[Dataset rows on where objects appear]
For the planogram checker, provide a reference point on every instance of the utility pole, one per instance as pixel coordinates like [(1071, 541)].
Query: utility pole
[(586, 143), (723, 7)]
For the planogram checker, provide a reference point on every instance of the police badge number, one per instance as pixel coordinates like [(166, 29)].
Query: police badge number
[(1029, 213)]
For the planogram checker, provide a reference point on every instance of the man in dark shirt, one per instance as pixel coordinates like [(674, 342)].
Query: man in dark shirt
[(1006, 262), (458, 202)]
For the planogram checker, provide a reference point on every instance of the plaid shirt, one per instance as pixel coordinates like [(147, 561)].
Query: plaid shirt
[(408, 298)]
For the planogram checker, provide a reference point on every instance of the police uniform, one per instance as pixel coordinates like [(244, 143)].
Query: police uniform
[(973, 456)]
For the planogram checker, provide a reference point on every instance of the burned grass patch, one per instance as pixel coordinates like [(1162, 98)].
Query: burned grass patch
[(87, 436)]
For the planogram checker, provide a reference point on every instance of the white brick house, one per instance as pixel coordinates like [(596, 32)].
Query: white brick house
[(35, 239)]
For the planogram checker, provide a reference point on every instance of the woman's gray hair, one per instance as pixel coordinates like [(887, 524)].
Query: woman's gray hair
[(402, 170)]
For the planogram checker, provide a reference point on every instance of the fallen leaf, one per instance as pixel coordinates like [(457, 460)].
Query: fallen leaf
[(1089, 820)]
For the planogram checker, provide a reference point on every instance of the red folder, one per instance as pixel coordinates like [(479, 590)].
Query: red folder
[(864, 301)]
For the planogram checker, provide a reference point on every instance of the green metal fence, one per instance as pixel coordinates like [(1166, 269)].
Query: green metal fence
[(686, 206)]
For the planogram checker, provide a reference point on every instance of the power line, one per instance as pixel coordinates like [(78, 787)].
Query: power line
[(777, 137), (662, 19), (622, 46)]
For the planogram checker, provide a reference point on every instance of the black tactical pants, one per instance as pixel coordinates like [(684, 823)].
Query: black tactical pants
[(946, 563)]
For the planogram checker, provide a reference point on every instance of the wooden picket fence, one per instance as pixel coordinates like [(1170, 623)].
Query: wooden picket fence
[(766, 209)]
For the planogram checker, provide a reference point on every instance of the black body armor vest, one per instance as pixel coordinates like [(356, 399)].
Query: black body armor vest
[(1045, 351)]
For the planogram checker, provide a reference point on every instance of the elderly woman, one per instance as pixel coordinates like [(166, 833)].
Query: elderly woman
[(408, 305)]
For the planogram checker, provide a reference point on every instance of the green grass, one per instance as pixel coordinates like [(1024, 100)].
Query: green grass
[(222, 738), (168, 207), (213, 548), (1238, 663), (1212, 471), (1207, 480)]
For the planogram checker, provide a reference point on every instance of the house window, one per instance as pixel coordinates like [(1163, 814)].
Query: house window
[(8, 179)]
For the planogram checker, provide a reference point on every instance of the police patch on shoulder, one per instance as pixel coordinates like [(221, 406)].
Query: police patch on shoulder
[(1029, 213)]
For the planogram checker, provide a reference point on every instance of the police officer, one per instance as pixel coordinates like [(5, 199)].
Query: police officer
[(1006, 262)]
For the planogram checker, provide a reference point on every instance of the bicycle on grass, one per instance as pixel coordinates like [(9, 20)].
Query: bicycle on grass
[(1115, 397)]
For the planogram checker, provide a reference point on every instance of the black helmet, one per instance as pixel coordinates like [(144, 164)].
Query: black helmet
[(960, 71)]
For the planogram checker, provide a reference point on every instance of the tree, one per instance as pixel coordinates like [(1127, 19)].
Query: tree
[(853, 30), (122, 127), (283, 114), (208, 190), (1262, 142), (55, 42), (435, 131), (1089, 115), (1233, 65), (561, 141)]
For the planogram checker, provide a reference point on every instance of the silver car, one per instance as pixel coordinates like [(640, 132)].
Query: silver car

◆ WRITTEN REQUEST ◆
Render every line of the material above as a JSON list of strings, one string per line, leaving out any blank lines.

◆ OUTPUT OF THE TASK ◆
[
  "For the planogram checker, provide a reference point on every instance of the utility pole, one per instance as pixel coordinates like [(1071, 541)].",
  "Query: utility pole",
  "[(586, 143), (723, 7)]",
  "For the planogram checker, provide a reference point on every instance of the police badge number, one per instance as pixel coordinates like [(166, 29)].",
  "Query: police badge number",
  "[(1029, 213)]",
  "For the planogram checker, provide a reference point on every instance of the man in dark shirt, one per instance as pixel coordinates like [(674, 342)].",
  "Query: man in dark shirt",
  "[(1006, 262), (458, 202)]",
  "For the planogram checker, provide a reference point on every instance of the plaid shirt, one per instance as pixel coordinates like [(147, 561)].",
  "Query: plaid shirt",
  "[(408, 298)]",
  "For the planogram checker, provide a reference point on every instance of the police uniform, one per instance as pixel coordinates like [(244, 143)].",
  "Query: police uniform",
  "[(973, 456)]",
  "For the planogram checker, provide a reference point on every instance of the burned grass patch, one per instance as pixel coordinates like [(1162, 98)].",
  "Query: burned grass patch",
  "[(87, 436)]",
  "For the planogram checker, provide a reference point on every instance of the white brick house, one per instance as pixel coordinates like [(596, 32)].",
  "Query: white brick house",
  "[(35, 239)]",
  "For the planogram checker, provide a reference point on every instance of the woman's gray hair, one per instance as pixel coordinates like [(887, 524)].",
  "Query: woman's gray hair",
  "[(402, 170)]",
  "For the planogram checker, provide a reference point on every instance of the fallen leaf, one per instance as pixel coordinates like [(457, 460)].",
  "Query: fallen leaf",
  "[(1089, 820)]",
  "For the planogram checker, provide a reference point on every instance of the red folder, one per instance as pixel coordinates like [(479, 590)].",
  "Query: red folder",
  "[(864, 301)]",
  "For the planogram checker, provide a reference point on every instance of the green metal fence, one per instance as pixel coordinates like [(1166, 269)].",
  "Query: green metal fence",
  "[(686, 206)]",
  "For the planogram checker, provide a reference point on every instance of the power line, one per instance as pixel coordinates like [(78, 787)].",
  "Query: power line",
  "[(777, 137), (662, 19), (622, 46)]",
  "For the planogram checker, provide a reference point on every instance of the black tactical pants, one per instance as pixel coordinates like [(684, 823)].",
  "Query: black tactical pants",
  "[(946, 563)]",
  "For the planogram checker, provide a reference point on every instance of the wooden picket fence, one per instance as pixel coordinates like [(1170, 623)].",
  "Query: wooden picket fence",
  "[(766, 209)]",
  "For the planogram checker, provide a reference point on every instance of the black body armor vest, one per instance as pixel coordinates like [(356, 399)].",
  "Query: black body armor vest",
  "[(1045, 351)]",
  "For the planogram checker, provide a reference point on every instance of the elderly woman, one per instance as pixel coordinates like [(166, 833)].",
  "Query: elderly woman",
  "[(408, 305)]",
  "For the planogram checker, provide a reference point on every instance of the green grass, one per instance as pixel coordinates like [(1024, 100)].",
  "Query: green grass",
  "[(222, 738), (168, 207), (213, 548), (1238, 663), (1212, 471), (1207, 480)]",
  "For the planogram checker, provide a reference point on every instance of the house window, one per instance as pixel coordinates like [(1163, 814)].",
  "Query: house window",
  "[(8, 179)]",
  "For the planogram checker, provide a reference point on every instance of the police patch on shoulder, one per instance as pixel coordinates like [(221, 406)].",
  "Query: police patch on shoulder",
  "[(1029, 213)]",
  "For the planogram checker, provide a reference point on every instance of the police officer, one per instance as pixel coordinates like [(5, 199)].",
  "Query: police officer",
  "[(1006, 262)]",
  "For the planogram checker, provide a reference point on every instance of the bicycle on grass, one per instance as pixel coordinates like [(9, 20)].",
  "Query: bicycle on grass",
  "[(1115, 397)]",
  "For the planogram checker, provide a reference point on every instance of the black helmet, one per instance as pixel coordinates like [(144, 164)].",
  "Query: black helmet",
  "[(960, 71)]",
  "For the planogram checker, provide a reference point on every instance of the tree, one per instance as pixel coordinates like [(1127, 19)].",
  "Query: tree",
  "[(853, 30), (122, 127), (283, 114), (208, 190), (1262, 142), (55, 42), (435, 131), (1089, 115), (1233, 65), (561, 141)]",
  "For the planogram checker, provide a reference point on every instance of the silver car, one per instance as pixel coordinates like [(640, 132)].",
  "Query: silver car"
]